Do this: Print every one of the following records again, line for line and with no changes.

Extracted records
===
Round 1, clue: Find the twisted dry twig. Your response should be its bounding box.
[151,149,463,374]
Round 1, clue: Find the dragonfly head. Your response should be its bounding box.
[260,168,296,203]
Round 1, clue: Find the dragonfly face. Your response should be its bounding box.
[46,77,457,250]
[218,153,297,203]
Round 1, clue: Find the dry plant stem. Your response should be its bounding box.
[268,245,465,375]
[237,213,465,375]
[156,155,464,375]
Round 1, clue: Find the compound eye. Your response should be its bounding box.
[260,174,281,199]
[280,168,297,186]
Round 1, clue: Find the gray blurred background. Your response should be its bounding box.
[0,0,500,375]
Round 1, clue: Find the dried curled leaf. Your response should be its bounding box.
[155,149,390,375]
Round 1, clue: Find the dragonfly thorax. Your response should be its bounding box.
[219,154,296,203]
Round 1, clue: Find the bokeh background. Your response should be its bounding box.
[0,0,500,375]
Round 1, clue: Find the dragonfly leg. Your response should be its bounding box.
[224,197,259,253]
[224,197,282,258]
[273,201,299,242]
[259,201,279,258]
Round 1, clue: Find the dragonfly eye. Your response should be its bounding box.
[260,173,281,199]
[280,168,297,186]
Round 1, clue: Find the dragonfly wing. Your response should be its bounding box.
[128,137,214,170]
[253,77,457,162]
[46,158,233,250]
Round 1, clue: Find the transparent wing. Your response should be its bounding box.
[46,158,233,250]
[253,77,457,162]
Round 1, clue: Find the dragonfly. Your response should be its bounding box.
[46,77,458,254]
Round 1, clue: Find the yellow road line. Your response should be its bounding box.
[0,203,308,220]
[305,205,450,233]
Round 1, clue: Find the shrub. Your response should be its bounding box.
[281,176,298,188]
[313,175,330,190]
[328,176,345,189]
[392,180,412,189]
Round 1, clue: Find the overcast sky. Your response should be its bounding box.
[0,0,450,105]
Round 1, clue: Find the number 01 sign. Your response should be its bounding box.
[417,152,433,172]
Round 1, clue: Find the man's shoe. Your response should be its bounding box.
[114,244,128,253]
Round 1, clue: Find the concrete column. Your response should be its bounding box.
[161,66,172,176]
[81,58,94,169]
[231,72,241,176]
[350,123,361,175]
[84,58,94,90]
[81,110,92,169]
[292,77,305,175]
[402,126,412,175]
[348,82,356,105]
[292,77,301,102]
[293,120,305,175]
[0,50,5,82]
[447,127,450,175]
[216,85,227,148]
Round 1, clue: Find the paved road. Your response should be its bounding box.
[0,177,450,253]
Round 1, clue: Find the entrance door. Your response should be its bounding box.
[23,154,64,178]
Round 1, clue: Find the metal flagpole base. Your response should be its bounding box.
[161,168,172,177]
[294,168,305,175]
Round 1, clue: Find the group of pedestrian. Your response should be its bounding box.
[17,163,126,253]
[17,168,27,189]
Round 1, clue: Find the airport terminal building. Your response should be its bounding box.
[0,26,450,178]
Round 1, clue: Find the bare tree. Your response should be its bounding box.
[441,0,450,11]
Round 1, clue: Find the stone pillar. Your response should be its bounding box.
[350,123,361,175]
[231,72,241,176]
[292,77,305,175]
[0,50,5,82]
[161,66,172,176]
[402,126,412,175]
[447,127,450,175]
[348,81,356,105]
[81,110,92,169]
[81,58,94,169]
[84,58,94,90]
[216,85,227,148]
===
Exercise response:
Round 1, clue: Find the twisted dry twig. Your response should be its bounding box.
[151,149,463,374]
Round 1, clue: Find the dragonfly head. Your response should be its bounding box.
[260,168,296,203]
Round 1, clue: Find the dragonfly face. Your response should be its bounding box.
[46,77,457,250]
[218,153,297,203]
Round 1, clue: Find the dry plant stem. Your response should be its bounding box.
[268,245,465,375]
[237,213,465,375]
[156,155,464,375]
Round 1, clue: Find the compound eye. Your response should be its bounding box.
[260,174,281,199]
[280,168,297,186]
Round 1, clue: Find the gray blurred background. Your response should be its bounding box.
[0,0,500,375]
Round 1, clue: Find the dried curled leaf. Your response should be its bounding box.
[155,149,390,375]
Round 1, clue: Find the dragonfly thorax. Your response should be its bounding box.
[219,154,296,203]
Round 1, clue: Find the bokeh background. Your response should be its bounding box.
[0,0,500,375]
Round 1, clue: Find the dragonfly leg. Your response should be its bounding box.
[224,197,259,253]
[224,197,282,258]
[273,201,299,242]
[259,201,279,258]
Round 1, clue: Find the dragonfly eye. Your response should be its bounding box.
[260,173,281,199]
[280,168,297,186]
Round 1, clue: Find the dragonfly wing. Your response should be its bounding box.
[128,137,214,170]
[253,77,457,162]
[46,158,233,250]
Round 1, clue: Find the transparent wing. Your response should be its bounding box.
[46,158,233,250]
[253,77,457,162]
Round 1, clue: Find the dragonfly. Your response should be its bounding box.
[46,77,458,254]
Round 1, clue: Find the yellow road line. Your response should be its bounding box.
[0,203,308,220]
[305,205,450,233]
Round 1, clue: Find the shrub. Your response should be its bounding box.
[281,176,298,188]
[313,175,330,190]
[328,176,345,189]
[392,180,412,189]
Round 1, clue: Find the overcast sky. Your response should be its bounding box.
[0,0,450,105]
Round 1, clue: Find the number 01 sign. Your response should be its bounding box.
[417,152,433,172]
Round 1, clue: Find the man's shoe. Your response should be its bounding box.
[114,244,128,253]
Round 1, clue: Find the concrete column. Your response should be its bounding box.
[161,66,172,176]
[81,58,94,169]
[231,72,241,176]
[350,123,361,175]
[84,58,94,90]
[81,110,92,169]
[292,77,305,175]
[402,126,412,175]
[348,82,356,105]
[292,77,301,102]
[293,120,305,175]
[0,50,5,82]
[447,127,450,175]
[216,85,227,148]
Round 1, clue: Find the paved road. Your response should be its bounding box.
[0,177,450,253]
Round 1, clue: Find the entrance door. Your response should be its bounding box.
[23,154,64,178]
Round 1, clue: Find the metal flagpole base. Your response should be its bounding box.
[161,168,172,177]
[294,168,305,175]
Round 1, clue: Find the group of pedestrian. Your response should be its bounding box.
[17,163,126,253]
[17,168,27,189]
Round 1, clue: Find the airport terminal building. Your response should be its bounding box.
[0,26,450,178]
Round 1, clue: Find the bare tree. Your response should be its bounding box.
[441,0,450,11]
Round 1, clue: Find the stone pillar. Your response should be its bounding box.
[350,123,361,175]
[231,72,241,176]
[292,77,305,175]
[0,50,5,82]
[161,66,172,176]
[402,126,412,175]
[447,127,450,175]
[348,81,356,105]
[81,110,92,169]
[81,58,94,169]
[84,58,94,90]
[216,85,227,148]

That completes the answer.